WRITTEN REQUEST:
Copy out exactly the lines from the one containing "Every instance of the bus destination" to the end of the records below, both included, and nothing else.

--- RECORDS FOR THE TASK ---

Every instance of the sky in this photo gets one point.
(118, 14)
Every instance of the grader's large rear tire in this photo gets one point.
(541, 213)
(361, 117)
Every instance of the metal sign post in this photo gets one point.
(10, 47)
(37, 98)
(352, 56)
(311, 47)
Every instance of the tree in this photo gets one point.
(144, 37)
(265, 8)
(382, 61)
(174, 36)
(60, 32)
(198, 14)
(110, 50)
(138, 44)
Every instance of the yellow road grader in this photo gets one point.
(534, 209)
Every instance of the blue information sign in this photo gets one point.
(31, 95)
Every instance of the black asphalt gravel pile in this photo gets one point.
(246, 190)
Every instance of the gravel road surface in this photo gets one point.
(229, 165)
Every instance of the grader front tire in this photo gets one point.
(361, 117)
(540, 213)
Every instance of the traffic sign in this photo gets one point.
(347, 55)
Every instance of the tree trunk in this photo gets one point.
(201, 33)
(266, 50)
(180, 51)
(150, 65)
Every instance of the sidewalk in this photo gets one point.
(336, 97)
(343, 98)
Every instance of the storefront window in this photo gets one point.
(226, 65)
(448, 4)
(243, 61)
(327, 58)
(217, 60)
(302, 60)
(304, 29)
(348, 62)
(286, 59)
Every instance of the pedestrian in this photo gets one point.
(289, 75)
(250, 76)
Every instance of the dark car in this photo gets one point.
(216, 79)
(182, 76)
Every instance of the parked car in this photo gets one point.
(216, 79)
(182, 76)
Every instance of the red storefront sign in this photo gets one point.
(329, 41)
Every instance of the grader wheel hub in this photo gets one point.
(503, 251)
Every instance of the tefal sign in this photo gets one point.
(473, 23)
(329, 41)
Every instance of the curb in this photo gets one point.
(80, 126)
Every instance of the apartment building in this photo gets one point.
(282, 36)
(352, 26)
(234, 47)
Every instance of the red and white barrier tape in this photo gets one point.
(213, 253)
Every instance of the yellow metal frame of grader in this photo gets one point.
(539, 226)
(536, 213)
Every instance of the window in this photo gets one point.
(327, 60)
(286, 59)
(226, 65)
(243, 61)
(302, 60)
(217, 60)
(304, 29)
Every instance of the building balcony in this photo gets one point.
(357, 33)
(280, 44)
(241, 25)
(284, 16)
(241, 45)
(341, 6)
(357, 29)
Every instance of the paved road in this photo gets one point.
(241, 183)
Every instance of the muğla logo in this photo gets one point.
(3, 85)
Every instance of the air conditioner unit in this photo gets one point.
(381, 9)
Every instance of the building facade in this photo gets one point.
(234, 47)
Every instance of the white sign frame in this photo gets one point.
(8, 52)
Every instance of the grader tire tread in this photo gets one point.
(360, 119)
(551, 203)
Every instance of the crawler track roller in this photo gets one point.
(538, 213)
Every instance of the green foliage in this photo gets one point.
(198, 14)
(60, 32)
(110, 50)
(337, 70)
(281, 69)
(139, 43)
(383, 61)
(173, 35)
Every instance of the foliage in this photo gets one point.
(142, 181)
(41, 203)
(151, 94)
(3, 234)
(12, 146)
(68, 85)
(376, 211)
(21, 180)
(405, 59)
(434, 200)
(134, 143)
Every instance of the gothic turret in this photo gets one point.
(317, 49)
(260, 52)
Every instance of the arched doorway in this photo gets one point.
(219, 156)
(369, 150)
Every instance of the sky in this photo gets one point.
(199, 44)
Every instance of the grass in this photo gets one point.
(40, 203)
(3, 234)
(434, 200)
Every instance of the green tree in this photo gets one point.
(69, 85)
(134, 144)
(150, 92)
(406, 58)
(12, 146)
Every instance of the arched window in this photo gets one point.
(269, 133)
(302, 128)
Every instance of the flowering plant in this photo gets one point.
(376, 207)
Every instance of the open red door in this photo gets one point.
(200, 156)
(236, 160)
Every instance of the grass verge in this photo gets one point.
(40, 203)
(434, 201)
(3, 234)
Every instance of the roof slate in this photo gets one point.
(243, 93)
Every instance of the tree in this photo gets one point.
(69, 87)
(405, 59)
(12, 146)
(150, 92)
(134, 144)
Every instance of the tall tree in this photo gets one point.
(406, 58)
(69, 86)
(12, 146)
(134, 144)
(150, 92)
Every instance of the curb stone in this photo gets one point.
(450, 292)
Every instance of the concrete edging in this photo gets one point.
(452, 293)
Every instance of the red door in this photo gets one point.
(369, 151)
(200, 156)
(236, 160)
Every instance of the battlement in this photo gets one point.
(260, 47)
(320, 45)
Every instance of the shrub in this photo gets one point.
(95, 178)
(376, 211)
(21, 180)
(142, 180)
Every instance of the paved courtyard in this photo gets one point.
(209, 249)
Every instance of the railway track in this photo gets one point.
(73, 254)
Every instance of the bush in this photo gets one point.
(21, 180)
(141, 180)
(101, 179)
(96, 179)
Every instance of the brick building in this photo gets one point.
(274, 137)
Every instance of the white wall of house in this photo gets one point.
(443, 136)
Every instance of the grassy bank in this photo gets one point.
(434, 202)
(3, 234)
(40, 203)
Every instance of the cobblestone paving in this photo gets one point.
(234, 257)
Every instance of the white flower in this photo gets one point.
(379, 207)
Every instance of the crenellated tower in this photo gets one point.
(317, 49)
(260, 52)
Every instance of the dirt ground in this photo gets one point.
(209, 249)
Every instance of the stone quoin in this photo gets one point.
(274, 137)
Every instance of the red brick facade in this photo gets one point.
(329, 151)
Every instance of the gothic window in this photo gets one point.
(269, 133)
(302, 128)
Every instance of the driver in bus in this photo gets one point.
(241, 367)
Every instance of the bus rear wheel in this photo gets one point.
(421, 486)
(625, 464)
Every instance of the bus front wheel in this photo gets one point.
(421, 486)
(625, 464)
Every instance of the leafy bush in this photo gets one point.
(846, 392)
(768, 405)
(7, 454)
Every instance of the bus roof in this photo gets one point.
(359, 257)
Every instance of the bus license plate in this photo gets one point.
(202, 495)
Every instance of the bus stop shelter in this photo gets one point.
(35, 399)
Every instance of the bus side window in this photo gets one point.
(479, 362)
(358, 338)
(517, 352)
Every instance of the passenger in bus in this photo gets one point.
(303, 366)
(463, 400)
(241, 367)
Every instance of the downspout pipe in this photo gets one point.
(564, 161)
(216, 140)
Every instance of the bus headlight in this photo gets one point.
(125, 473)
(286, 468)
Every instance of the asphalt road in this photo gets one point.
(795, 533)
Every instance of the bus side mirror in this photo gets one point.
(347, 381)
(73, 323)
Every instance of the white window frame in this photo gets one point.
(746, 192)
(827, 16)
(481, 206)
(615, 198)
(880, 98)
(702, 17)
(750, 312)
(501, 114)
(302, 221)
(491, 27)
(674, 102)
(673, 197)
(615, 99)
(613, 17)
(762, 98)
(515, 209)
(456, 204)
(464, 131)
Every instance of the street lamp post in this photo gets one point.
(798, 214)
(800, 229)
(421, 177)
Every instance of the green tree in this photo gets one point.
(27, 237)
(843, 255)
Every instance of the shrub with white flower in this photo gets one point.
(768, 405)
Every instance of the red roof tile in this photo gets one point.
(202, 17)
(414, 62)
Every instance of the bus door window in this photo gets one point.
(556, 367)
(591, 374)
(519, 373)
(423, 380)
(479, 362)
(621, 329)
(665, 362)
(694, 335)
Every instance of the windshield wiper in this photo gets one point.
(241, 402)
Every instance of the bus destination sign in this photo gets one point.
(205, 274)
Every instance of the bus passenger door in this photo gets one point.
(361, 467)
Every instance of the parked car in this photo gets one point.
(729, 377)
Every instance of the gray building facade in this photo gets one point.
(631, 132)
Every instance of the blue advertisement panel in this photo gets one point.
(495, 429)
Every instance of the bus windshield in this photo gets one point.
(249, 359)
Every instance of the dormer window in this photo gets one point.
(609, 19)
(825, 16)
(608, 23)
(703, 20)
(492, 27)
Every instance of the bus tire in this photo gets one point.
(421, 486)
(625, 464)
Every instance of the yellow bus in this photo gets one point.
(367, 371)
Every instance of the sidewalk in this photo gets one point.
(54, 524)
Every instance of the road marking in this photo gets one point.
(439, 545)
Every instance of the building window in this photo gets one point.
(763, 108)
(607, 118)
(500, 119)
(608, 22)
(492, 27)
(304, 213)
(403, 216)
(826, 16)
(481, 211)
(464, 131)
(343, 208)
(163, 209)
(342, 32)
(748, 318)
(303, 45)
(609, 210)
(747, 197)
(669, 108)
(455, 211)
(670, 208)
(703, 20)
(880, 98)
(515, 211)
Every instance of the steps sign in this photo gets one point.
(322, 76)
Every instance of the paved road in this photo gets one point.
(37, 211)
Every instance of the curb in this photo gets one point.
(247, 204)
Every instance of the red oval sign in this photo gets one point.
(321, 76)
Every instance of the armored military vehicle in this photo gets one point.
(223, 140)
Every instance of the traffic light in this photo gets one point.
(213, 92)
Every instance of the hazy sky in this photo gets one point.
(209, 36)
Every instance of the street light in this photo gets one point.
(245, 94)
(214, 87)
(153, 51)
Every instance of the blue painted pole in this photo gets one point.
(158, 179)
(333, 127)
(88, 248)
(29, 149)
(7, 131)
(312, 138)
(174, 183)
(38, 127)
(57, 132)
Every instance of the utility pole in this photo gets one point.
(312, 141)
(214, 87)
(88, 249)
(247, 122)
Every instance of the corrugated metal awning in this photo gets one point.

---

COMPLETE RESPONSE:
Every instance of the bus destination sign in this photo gets one point.
(205, 274)
Every instance of the bus passenger door in this photo gets one point.
(361, 467)
Every instance of the parked car in this photo gets one point.
(729, 377)
Every instance of the gray building facade in this photo gets one point.
(631, 132)
Every instance of the blue advertisement panel in this photo gets one point.
(495, 429)
Every instance of the bus windshield in this photo gets one point.
(249, 359)
Every instance of the dormer window in this photo gets one point.
(609, 19)
(825, 16)
(608, 23)
(703, 20)
(492, 27)
Every instance of the bus tire in this photo gets one point.
(421, 486)
(625, 464)
Every instance of the yellow bus in this photo gets one point.
(367, 371)
Every instance of the sidewalk in this photo gets one point.
(54, 524)
Every instance of the road marking in this photo gets one point.
(439, 545)
Every instance of the building window in this photo gets one point.
(763, 108)
(607, 118)
(500, 119)
(608, 22)
(492, 27)
(304, 213)
(403, 216)
(826, 16)
(481, 211)
(464, 131)
(343, 208)
(163, 209)
(342, 32)
(748, 318)
(303, 45)
(609, 210)
(747, 197)
(669, 108)
(455, 211)
(670, 208)
(703, 20)
(880, 98)
(515, 211)
Every instance of the steps sign in this photo gets one point.
(322, 76)
Every instance of the paved road in this photo gets one point.
(37, 211)
Every instance of the curb in this photo gets one point.
(247, 204)
Every instance of the red oval sign in this photo gets one point.
(321, 76)
Every instance of the armored military vehicle in this photo gets one point.
(223, 140)
Every instance of the traffic light in this photo gets one point.
(213, 92)
Every instance of the hazy sky in this photo gets one point.
(209, 36)
Every instance of the street light in this photo gets one point.
(245, 94)
(214, 87)
(153, 51)
Every instance of the blue painted pole in this photo gets one point.
(158, 179)
(333, 127)
(88, 248)
(29, 149)
(7, 131)
(312, 138)
(174, 183)
(38, 127)
(57, 132)
Every instance of the utility pole in this photo gets one point.
(312, 141)
(214, 87)
(88, 249)
(247, 122)
Every instance of the corrugated metal awning in this photo gets one point.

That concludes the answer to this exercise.